- FRAGMENTO DEL TEXTO:

Nos encontramos ante una aparente contradicción. Por un lado tenemos la necesidad de recuperar la memoria del pasado como un requisito necesario para pasar página a un episodio trágico de la historia y continuar la vida, pero la recuperación de esa misma memoria tiene una consecuencia no deseada, especialmente para aquellos que detentan el poder, al mostrarnos como los pilares de la sociedad están construidos sobre ese sufrimiento que se trata de resarcir, puesto que no se puede hacer justicia a las víctimas sin eliminar las condiciones que las crean, por tanto, no se puede hablar de la recuperación de una memoria histórica y de resarcimiento a las víctimas sin cuestionar el tiempo homogéneo y vacío en el que se inscribe nuestra forma de entender el mundo, dominado por la idea de progreso, para la que el sufrimiento y la miseria de los seres humanos no son nada en relación a una serie de ideas independientes del ser humano, ya sean la economía, el progreso o la ideología. El dolor humano se supedita a los intereses de minorías o, peor aún, al desarrollo casi-autónomo del sistema.
La forma de resolver esa contradicción se lleva a cabo mediante la domesticación de la memoria. La memoria es vaciada de su contenido revolucionario, entendiendo éste en un sentido benjaminiano, como jetztzeit, tiempo-ahora que rompe el continuum de la historia y traslada al presente la tradición de los oprimidos4, haciéndoles regresar de la inmensa fosa común a la que les relegó la Historia para traer consigo sus reivindicaciones silenciadas y exigir del presente la auténtica realización de la historia, aquella que tenga en cuenta el sufrimiento de la humanidad, la realización, aquí y ahora, de una revolución que contenga las reivindicaciones de una humanidad libre, en la que el ser humano sea el auténtico sujeto de la historia y no un ente abstracto. Un proyecto revolucionario basado en un imperativo ético: devolver la dignidad a los olvidados de la historia, imperativo sin el cual no es posible hablar de libertad y justicia.
En ese sentido de «domesticación» de la memoria en tanto que desarticulación de su potencial emancipatorio, deben entenderse algunos de los fenómenos que están teniendo lugar en los últimos años en relación a la memoria de la II República, la guerra civil y el franquismo. La conmemoración de lo que supuso la experiencia republicana y el recuerdo de las víctimas del fascismo se enmarcan en un contexto político complejo en el que se halla en juego una reconfiguración del modelo de Estado y una refundación de la democracia española. Nos encontramos ante la «segunda transición» reclamada por buena parte de la izquierda5. En este contexto deben inscribirse tanto las iniciativas sociales para la recuperación de la «memoria histórica», como la profusión de publicaciones sobre la república y la guerra civil, los debates en los medios de comunicación de masas y las acciones políticas de la izquierda -en un primer momento desde el ámbito local para después ampliarse al autonómico y estatal- tendentes a resarcir a las víctimas del fascismo o a condenar -después de un silencio de dos décadas- al régimen criminal surgido de la guerra civil.

- TAREA PROPUESTA A: En los registros que siguen, cambia «tomato» por «cherry tomato» y deja todo lo demás tal cual.

- DATOS MOSTRADOS:
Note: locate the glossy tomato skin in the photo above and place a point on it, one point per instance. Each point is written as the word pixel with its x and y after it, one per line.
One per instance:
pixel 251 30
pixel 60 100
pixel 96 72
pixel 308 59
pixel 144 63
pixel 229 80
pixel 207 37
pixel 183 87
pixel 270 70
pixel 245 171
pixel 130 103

- TAREA PROPUESTA B: Según el fragmento sobre la memoria histórica, ¿cómo se resuelve la contradicción que se plantea al principio?

- SOLUCIÓN DEL PROBLEMA A:
Note: locate the glossy cherry tomato skin in the photo above and place a point on it, one point per instance. Each point is written as the word pixel with its x and y after it, one per line.
One per instance:
pixel 251 30
pixel 60 100
pixel 96 72
pixel 308 59
pixel 144 63
pixel 229 80
pixel 207 37
pixel 183 87
pixel 270 70
pixel 245 171
pixel 130 103

- SOLUCIÓN DEL PROBLEMA B: Mediante la domesticación de la memoria.